**Source records:**

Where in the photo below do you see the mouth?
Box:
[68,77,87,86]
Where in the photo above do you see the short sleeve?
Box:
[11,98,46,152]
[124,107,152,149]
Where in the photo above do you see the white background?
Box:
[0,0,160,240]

---

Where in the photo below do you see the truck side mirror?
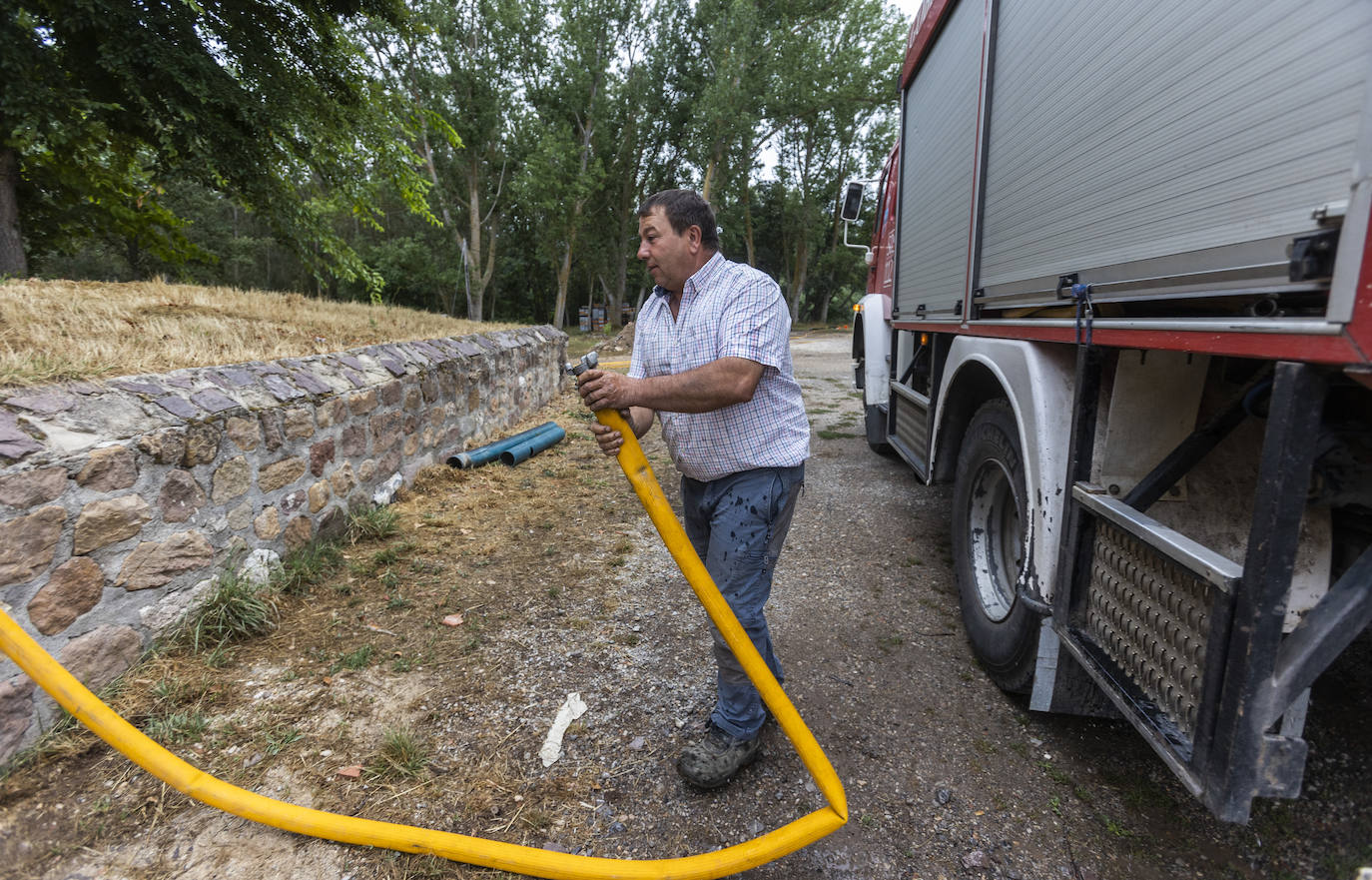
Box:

--

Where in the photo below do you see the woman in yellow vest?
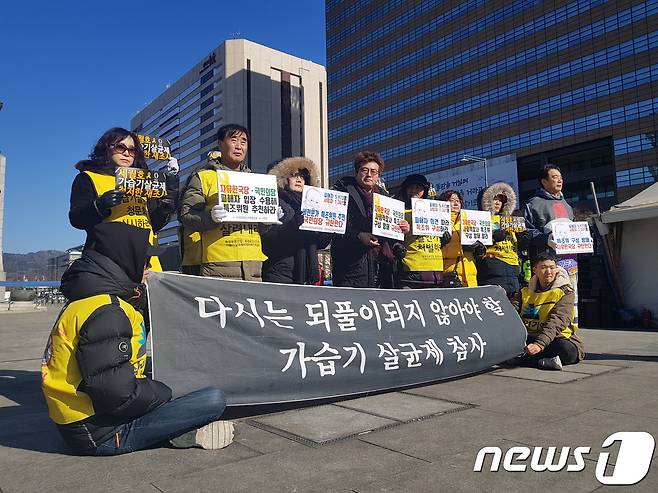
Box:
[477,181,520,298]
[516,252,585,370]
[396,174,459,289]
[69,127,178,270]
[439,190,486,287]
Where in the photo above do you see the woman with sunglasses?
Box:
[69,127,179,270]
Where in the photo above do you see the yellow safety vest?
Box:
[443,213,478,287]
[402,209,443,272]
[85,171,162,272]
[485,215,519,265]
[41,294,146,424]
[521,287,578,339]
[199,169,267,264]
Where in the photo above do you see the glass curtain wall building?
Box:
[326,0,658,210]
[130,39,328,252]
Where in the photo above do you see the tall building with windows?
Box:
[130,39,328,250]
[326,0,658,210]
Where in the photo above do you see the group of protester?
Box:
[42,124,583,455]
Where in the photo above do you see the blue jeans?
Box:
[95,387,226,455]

**What is being asked:** Rescale the lines starting with the one containing "Where in the photo above do you see the white" and going on through the one containing "[0,0,160,240]". Write those lines out again, request included, with every box coordinate multiplied by 0.2 and rounded to a whole number, halves rounding up.

**Solution to the problem:**
Where in the photo above do you see the white background?
Box:
[0,0,32,48]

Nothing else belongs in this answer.